Testo della pagina:
Infanzia. Educare all’ascolto

Che succede ai nostri bambini? Il tempo li ha migliorati? Ne parliamo con il dott. Amgelo Sette, psicologo con una lunga esperienza ogliastrina in questo campo.

di Fabiana Carta

Partiamo da un presupposto: grazie agli studi che si sono susseguiti nei secoli si può affermare che l’adulto è il risultato di ciò che da bambino ha vissuto. Donald Winnicott, pediatra e psicoanalista inglese, aveva affermato che all’inizio della vita ogni individuo esiste solo in quanto parte di una relazione, e le sue possibilità di vivere e svilupparsi dipendono dal soddisfacimento del bisogno primario di attaccamento alla madre, che si prende cura di lui dandogli quel senso di sicurezza e protezione che sono basilari per la crescita. Proprio durante il periodo prezioso dell’infanzia si creano, nella mente assorbente come una spugna, tutte le condizioni cognitive e affettive che faranno sentire il loro effetto nelle fasi successive della vita.

Cambiamenti non sempre positivi
Insieme al dottor Angelo Sette, psicologo e psicoterapeuta con quasi quarant’anni di esperienza, cercheremo di entrare meglio nel meraviglioso quanto complicato mondo dell’educazione e dell’infanzia, analizzandone i cambiamenti positivi e negativi nel corso del tempo.
“In questi anni, nell’arco del mio lavoro, c’è stata una maggiore diffusione di conoscenze psicologiche sull’infanzia e sull’educazione, ed un più diffuso utilizzo di strumenti psicologici di indagine; questi cambiamenti positivi tuttavia non sempre hanno favorito lo sviluppo di un atteggiamento educativo più attento al mondo interno ed alle emozioni del bambino. Per un adeguato rapporto educativo è necessario recuperare le dimensioni più profonde: l’ascolto, l’attenzione al mondo personale, l’anima”. Insomma, siamo più concentrati sulla esteriorità e la tecnica, perdendo di vista l’aspetto interiore. Oggi possiamo godere di una cultura maggiormente attenta all’infanzia e alla sua tutela, di un gran numero di informazioni a disposizione dei genitori rispetto al passato, di maggiori conoscenze e possibilità. Ma come riuscire a galleggiare in questo mare pieno di studi, e tradurli in processi comunicativi e relazionali adeguati al bambino e alla sua crescita? “Secondo Winnicott la Natura ha dotato il genitore, in particolare la mamma, di quella disposizione naturale che lui chiama “preoccupazione materna primaria” che la rende attenta e in grado di far fronte ai bisogni del bambino. Ci ricorda, inotre, che è solo l’amore per il bambino che le consente di allevarlo nel modo più corretto “, mi spiega il dottor Sette.

Esercizio proposto: Nell'articolo sull'infanzia, come chiama Winnicott la disposizione naturale di cui la Natura ha dotato il genitore, in particolare la mamma?

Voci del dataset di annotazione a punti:

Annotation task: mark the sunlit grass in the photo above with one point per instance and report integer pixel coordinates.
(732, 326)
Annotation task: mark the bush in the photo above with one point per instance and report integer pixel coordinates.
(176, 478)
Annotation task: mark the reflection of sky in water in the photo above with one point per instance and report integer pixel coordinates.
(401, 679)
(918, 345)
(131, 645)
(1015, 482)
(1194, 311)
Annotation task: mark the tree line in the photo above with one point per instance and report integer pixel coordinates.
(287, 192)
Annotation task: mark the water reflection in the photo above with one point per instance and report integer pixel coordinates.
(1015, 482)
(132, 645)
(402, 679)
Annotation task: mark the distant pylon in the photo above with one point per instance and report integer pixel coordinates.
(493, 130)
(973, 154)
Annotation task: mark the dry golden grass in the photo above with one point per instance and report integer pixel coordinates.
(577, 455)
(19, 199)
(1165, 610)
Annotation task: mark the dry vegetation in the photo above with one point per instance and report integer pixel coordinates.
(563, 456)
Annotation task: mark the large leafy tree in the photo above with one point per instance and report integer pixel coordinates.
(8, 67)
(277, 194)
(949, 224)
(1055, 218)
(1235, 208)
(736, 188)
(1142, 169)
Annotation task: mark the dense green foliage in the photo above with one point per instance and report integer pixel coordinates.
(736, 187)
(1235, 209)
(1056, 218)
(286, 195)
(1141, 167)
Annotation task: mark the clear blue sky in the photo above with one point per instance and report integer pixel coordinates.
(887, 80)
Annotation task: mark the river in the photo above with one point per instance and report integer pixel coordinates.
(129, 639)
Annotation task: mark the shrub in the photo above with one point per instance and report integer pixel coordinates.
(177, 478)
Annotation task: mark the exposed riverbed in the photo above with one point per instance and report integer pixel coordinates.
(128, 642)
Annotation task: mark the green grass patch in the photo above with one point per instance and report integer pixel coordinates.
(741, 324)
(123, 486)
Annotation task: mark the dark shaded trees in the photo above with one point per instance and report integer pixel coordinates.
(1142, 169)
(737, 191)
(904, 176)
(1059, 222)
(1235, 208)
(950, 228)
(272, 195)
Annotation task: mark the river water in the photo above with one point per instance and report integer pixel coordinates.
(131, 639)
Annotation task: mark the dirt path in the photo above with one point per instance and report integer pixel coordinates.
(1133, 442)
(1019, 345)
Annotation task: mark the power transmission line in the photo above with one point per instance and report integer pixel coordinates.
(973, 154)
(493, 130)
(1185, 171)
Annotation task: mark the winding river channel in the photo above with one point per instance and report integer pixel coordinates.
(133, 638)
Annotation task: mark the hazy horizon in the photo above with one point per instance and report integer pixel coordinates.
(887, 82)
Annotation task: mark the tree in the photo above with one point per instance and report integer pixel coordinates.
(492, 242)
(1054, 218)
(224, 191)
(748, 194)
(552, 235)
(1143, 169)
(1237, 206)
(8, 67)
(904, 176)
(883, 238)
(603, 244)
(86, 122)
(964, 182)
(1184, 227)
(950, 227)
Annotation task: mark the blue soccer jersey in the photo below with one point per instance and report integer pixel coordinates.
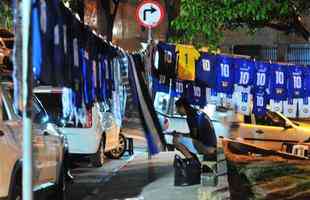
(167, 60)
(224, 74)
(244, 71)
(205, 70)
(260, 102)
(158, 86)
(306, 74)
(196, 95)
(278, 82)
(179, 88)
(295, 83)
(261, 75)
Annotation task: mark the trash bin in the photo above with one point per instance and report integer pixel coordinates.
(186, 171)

---

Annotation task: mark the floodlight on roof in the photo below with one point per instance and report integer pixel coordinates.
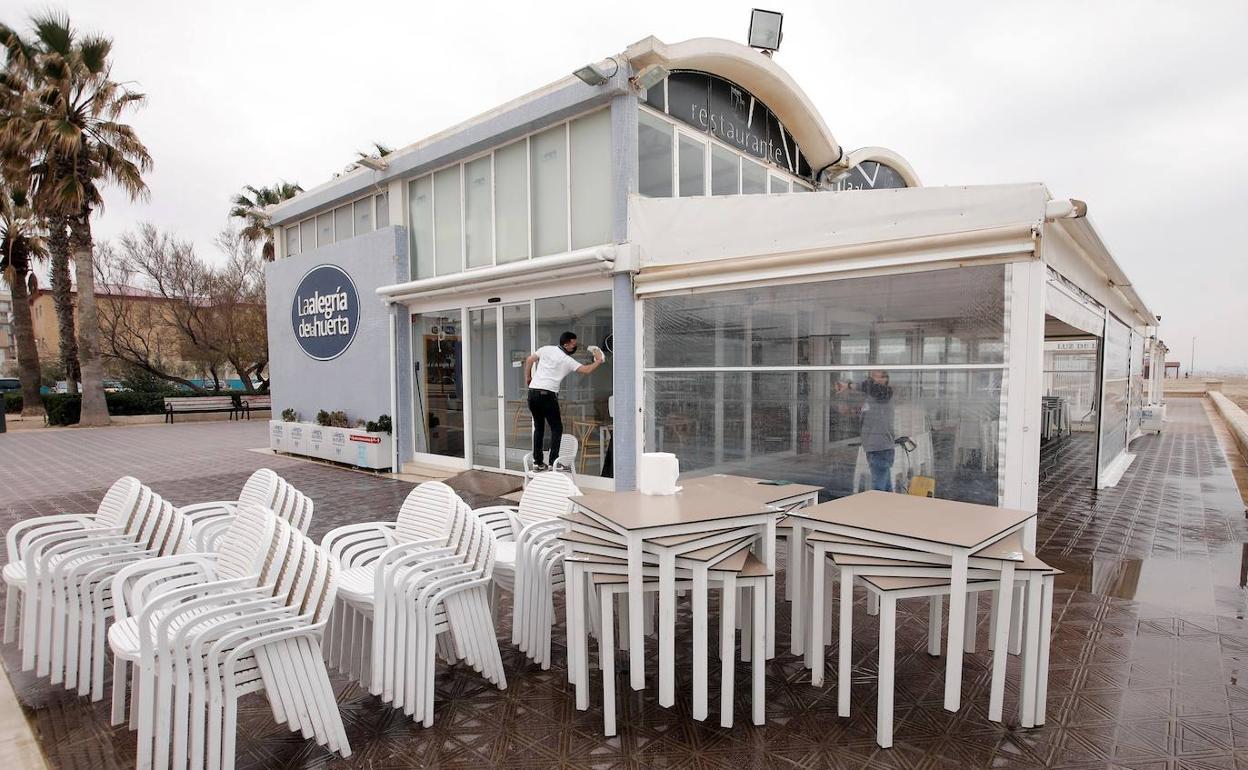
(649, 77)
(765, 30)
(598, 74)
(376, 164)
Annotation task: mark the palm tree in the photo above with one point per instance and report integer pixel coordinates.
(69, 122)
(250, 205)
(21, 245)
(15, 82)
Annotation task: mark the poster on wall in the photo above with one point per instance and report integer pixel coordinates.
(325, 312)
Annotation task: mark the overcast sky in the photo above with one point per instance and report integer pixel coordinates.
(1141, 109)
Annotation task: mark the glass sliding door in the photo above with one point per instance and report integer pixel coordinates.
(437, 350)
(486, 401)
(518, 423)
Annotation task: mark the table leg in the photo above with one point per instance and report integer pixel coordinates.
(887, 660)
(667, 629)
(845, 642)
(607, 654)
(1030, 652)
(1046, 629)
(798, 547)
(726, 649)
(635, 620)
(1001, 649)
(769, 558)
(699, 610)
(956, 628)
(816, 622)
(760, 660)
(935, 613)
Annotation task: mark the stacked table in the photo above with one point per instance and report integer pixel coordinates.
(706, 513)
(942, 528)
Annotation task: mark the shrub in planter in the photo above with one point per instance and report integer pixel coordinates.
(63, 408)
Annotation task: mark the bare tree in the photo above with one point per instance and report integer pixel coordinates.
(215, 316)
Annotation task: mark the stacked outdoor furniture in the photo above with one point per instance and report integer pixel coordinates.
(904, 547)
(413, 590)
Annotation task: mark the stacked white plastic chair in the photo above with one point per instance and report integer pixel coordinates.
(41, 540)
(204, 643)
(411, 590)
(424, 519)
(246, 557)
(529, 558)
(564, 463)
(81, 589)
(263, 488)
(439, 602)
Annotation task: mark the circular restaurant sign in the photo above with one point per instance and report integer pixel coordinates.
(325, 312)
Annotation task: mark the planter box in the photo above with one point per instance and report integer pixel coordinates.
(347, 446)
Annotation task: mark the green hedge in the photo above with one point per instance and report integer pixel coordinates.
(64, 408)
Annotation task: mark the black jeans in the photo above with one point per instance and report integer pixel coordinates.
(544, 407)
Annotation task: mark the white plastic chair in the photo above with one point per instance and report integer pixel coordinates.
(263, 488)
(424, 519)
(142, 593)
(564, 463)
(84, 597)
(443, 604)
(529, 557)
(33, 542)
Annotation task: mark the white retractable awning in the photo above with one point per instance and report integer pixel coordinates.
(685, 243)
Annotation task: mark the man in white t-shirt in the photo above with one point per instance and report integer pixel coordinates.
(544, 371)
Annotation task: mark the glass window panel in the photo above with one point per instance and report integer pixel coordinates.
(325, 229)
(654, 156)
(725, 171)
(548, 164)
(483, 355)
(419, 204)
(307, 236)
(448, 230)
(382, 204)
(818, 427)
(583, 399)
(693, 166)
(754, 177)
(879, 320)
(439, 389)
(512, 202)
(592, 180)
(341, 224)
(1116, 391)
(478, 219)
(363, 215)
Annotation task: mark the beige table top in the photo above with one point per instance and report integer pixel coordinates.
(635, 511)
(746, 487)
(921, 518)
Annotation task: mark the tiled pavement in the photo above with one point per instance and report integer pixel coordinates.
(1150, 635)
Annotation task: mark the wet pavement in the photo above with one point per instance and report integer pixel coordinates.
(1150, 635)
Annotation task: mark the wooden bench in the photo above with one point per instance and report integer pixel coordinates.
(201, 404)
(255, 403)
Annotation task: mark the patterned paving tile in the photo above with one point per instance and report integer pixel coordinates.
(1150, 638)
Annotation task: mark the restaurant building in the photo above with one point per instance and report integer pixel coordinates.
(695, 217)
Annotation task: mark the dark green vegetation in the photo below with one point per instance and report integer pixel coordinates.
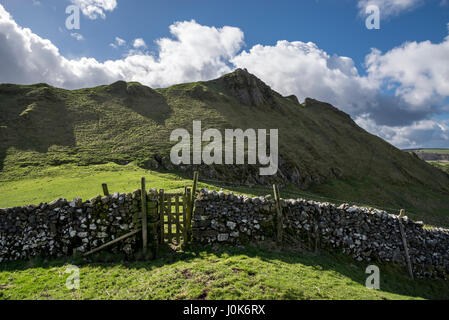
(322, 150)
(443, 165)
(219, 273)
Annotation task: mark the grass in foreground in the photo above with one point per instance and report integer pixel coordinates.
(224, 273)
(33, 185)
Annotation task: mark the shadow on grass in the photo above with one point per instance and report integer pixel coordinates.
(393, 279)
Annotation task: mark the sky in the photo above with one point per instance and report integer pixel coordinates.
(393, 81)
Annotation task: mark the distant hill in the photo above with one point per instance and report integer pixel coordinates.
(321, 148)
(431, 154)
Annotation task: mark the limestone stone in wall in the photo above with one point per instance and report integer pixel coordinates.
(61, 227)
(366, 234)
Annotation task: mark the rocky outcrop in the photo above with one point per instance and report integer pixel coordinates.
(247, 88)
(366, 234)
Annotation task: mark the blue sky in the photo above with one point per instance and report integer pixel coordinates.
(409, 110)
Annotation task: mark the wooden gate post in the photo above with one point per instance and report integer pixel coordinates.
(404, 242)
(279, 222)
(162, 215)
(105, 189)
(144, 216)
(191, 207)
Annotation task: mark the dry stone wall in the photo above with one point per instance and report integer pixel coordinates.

Risposta al compito: La chiama "preoccupazione materna primaria".